■ What to work on ■
Nothing may be dropped. Retype the whole listing exactly.

----

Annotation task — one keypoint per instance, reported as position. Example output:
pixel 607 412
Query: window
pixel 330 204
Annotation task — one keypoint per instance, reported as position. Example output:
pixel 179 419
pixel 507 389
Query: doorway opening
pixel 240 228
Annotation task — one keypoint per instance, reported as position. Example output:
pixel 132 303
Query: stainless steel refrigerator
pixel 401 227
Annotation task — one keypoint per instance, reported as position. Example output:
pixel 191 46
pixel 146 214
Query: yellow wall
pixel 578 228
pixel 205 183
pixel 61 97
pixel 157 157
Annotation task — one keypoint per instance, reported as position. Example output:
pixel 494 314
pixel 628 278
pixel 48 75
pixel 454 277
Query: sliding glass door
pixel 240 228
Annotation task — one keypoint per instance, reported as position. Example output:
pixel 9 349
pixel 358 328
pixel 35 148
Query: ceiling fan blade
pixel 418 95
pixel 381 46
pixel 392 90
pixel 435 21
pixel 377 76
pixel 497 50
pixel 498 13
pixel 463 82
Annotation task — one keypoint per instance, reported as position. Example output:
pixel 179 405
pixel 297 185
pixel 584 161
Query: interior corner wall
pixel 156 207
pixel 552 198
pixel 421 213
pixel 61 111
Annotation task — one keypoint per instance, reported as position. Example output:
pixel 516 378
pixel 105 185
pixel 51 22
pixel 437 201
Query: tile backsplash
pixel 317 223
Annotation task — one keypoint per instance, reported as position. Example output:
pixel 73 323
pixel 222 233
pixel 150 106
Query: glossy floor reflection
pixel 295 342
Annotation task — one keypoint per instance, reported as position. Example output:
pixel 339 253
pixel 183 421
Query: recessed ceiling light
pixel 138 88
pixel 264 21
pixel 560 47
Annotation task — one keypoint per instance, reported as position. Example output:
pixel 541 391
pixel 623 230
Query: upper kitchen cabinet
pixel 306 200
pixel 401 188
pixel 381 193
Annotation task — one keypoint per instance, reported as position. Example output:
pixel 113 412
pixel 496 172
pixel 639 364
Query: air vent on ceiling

----

■ Result of the exercise ■
Annotation task — one keypoint per instance, reported as position. Example output:
pixel 607 412
Query: window
pixel 330 204
Annotation task — one keypoint per instance, reported as position. Example output:
pixel 179 419
pixel 507 389
Query: doorway opening
pixel 240 228
Annotation task — one keypoint per instance, reported as position. Example output:
pixel 132 303
Query: stainless steel refrigerator
pixel 401 227
Annotation task — one keypoint per instance, reported as position. Example output:
pixel 191 46
pixel 146 214
Query: yellow wall
pixel 578 228
pixel 205 183
pixel 61 97
pixel 157 157
Annotation task — one keypoint per instance, reported as position. Example output:
pixel 494 314
pixel 628 278
pixel 48 75
pixel 454 277
Query: sliding glass door
pixel 240 228
Annotation task — one keypoint per instance, reported as position. Example output:
pixel 9 349
pixel 358 328
pixel 35 148
Query: ceiling fan blade
pixel 418 95
pixel 381 46
pixel 392 90
pixel 435 21
pixel 377 76
pixel 497 50
pixel 498 13
pixel 463 82
Annotation task — one keypoint per instance, reported as position. Example output:
pixel 179 405
pixel 297 185
pixel 584 161
Query: interior corner wall
pixel 156 207
pixel 552 198
pixel 421 213
pixel 61 111
Annotation task — one keypoint per instance, reported as position. Example output:
pixel 516 378
pixel 105 185
pixel 51 22
pixel 437 201
Query: tile backsplash
pixel 317 223
Annotation task — one keypoint per instance, reported as position. Example output:
pixel 73 323
pixel 222 233
pixel 150 106
Query: glossy floor reflection
pixel 295 342
Annotation task — one keypoint per instance, reported as position. Example output:
pixel 339 253
pixel 183 421
Query: recessed ceiling light
pixel 138 88
pixel 264 21
pixel 560 47
Annotation task — one keypoint per instance, reported as position. Example output:
pixel 541 391
pixel 623 230
Query: upper kitchen cabinet
pixel 306 200
pixel 401 188
pixel 381 193
Annotation task — one keypoint per instance, reported as position. Example output:
pixel 113 412
pixel 496 172
pixel 639 364
Query: air vent on ceiling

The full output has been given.